Photo-based referring expression data:
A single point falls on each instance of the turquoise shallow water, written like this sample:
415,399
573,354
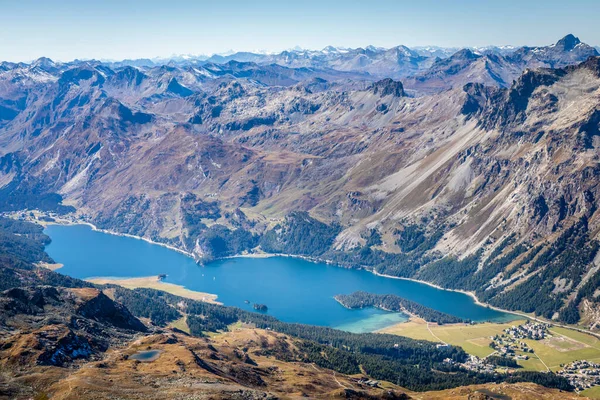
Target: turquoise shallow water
295,290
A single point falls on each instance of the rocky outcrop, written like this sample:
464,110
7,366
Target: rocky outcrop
386,87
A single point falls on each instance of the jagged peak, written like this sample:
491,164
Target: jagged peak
387,87
568,42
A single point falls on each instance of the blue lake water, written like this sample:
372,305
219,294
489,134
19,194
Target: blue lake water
294,290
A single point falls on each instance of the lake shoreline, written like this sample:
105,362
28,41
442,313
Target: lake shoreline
60,221
268,255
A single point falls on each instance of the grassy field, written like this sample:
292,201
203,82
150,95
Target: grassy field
565,346
181,324
153,282
562,347
592,393
475,339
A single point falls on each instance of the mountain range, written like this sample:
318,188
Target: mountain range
477,171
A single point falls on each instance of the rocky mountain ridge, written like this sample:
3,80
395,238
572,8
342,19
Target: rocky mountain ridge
477,186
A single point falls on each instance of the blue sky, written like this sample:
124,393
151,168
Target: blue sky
118,29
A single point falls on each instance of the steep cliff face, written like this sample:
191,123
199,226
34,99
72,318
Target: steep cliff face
475,171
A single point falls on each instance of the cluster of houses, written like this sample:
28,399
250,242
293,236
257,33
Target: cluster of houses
529,330
582,374
508,346
475,364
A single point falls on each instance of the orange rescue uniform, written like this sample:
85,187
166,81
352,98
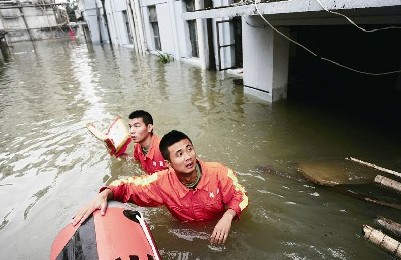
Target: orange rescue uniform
153,161
217,191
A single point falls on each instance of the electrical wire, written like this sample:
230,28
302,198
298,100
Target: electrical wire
353,23
256,2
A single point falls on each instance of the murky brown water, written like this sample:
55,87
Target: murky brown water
50,165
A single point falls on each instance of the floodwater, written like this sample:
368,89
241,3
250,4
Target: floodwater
50,165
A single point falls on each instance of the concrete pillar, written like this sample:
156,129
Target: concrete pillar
202,37
3,46
265,55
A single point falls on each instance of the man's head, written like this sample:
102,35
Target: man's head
178,151
140,125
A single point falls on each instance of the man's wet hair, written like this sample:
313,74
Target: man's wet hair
168,140
146,117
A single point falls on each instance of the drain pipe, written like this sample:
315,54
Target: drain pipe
138,47
105,20
132,24
26,24
200,27
140,28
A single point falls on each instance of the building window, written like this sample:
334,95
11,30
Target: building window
193,33
155,27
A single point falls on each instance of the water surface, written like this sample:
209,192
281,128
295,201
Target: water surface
50,165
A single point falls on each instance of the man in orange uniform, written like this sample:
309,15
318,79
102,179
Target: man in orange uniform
191,189
146,149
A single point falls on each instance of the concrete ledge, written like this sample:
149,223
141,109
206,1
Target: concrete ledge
290,6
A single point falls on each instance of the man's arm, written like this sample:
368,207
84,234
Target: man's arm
99,202
222,228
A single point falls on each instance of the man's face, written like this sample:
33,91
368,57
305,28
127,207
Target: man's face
182,157
138,130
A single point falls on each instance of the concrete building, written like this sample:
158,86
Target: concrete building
258,39
33,20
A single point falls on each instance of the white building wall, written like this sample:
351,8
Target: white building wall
165,22
265,61
92,10
117,26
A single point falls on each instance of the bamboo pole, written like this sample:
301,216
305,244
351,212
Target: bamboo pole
374,166
389,225
389,183
386,242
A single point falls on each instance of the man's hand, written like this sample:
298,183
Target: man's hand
222,228
100,202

What you will do: Print every record above exactly as written, leaving out the pictures.

Output for this exercise:
A single point falls on each instance of the turquoise shallow water, written like this sample:
415,399
573,354
Target: turquoise shallow water
295,290
A single point falls on each instance of the rocky outcrop, written like this sample:
464,110
7,366
Target: rocky outcrop
386,87
A single point falls on each instance of the jagged peak, written like this sample:
491,164
Target: jagged peak
387,87
568,42
A single point falls on each instance of the blue lake water, written like this sample:
372,305
219,294
489,134
19,194
Target: blue lake water
294,290
A single point falls on each instance of the lake shoreline, written like this sample:
105,362
28,41
442,313
Target: lake shoreline
60,221
268,255
A single point falls on each instance of the grassy field, written like this sample:
292,201
203,82
150,95
Target: grassy field
565,346
181,324
153,282
562,347
592,393
475,339
A single point falls on each instance of the mountain range, written like this sample:
318,188
Target: mountain range
477,171
A single point falls on each instance of the rocky mountain ridge, written like this sample:
3,80
395,238
572,8
342,19
Target: rocky mountain ridge
477,186
A single point falls on each instance of the blue sky, written like this sample:
124,393
151,168
Target: blue sky
118,29
A single point falls on each instance of the steep cliff face, written like this sample:
191,123
199,226
34,99
72,318
Target: steep cliff face
475,171
A single point falls on each instance of the cluster of houses, written like this sample:
28,399
250,242
293,236
257,33
Target: cluster of houses
529,330
582,374
508,346
475,364
A single point falls on each instance of the orange rescue uniform, written like this sample:
85,187
166,81
352,98
Target: orange rescue uniform
153,161
217,191
A single point falls on each instance of the electrical wire, written like this sample:
230,28
302,198
298,100
Target: electrical wire
353,23
256,2
A single point falls on each instance of the murky brown water, written like this sample:
55,87
Target: murky brown water
50,165
A single point falls on each instance of the floodwater, written like this sample:
368,89
241,3
250,4
Target: floodwater
50,165
A single point falls on each instance of the concrete pillar, written like this sample:
156,129
Target: concrete pillar
202,37
3,46
265,55
A single point falls on each instance of the man's head, written like this sample:
102,35
Target: man's head
178,151
140,125
A single point falls on each instance of the man's wet hair, written like this sample:
313,74
Target: man's wet hair
168,140
146,117
A single point falls on each instance of the drain pipe, written like this sample:
315,54
Target: drain pipe
138,47
105,20
132,24
26,24
200,27
140,28
A single point falls on each instance of the building window, written like this sample:
334,95
11,30
Target: building window
193,33
155,27
A single point falls on each instance of the water surface, written like this sample:
209,192
281,128
295,201
Target: water surface
50,165
A single point falls on each instance of the man in orange uniform, written like this sample:
309,15
318,79
102,179
Target: man in orange uniform
191,189
146,149
A single point falls on each instance of the concrete ledge, written like this sample:
149,223
141,109
206,1
Target: concrete ledge
290,6
A single point falls on each instance of the man's arm, written like this sample:
368,207
84,234
Target: man's arm
99,202
222,228
A single point falls on each instance of the man's face, written like this sample:
33,91
368,57
305,28
127,207
Target: man's face
182,157
138,130
A single point falls on each instance of the concrete building, written like this sample:
158,86
Target: concrete building
258,39
33,20
A single point falls on each instance of the white building wall, written like this sample:
351,8
Target: white building wall
165,22
265,61
92,10
117,26
A single point falls on each instance of the bamboo pole, written like this sample:
301,216
305,244
351,212
Target: bamboo pole
374,166
389,225
389,183
386,242
A single point falls on each instance of the man's hand, written like this sample:
298,183
Target: man's hand
222,228
100,202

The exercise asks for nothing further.